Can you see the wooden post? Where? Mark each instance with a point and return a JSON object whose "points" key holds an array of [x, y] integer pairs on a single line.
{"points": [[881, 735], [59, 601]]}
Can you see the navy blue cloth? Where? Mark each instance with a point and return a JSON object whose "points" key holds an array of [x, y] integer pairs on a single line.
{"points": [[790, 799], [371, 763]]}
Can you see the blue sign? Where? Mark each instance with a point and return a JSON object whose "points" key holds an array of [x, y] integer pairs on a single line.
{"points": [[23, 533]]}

* * *

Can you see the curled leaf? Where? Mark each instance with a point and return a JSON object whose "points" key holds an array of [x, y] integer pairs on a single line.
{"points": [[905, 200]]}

Given exercise. From the listing above, please pull out every line containing the string 'single', matching case exactly.

Result of the task.
Can you see the wooden post? Where? Mark each instance with a point and return a JSON object whose "points" key holds an array of [x, y] integer pairs on a single line.
Can you see the navy blue cloth? Where? Mark each instance with a point and return a JSON object whose "points" key holds an array of [x, y] integer pairs on a single line.
Can you see the blue sign? Where? Mark each instance with a point and return a JSON object whose "points" key holds an array of [x, y] integer pairs on a single line.
Can you see the curled leaf? Where? Mark each instance with a point and return a JSON object whose "points" key holds an array of [x, y] integer pairs on a single line.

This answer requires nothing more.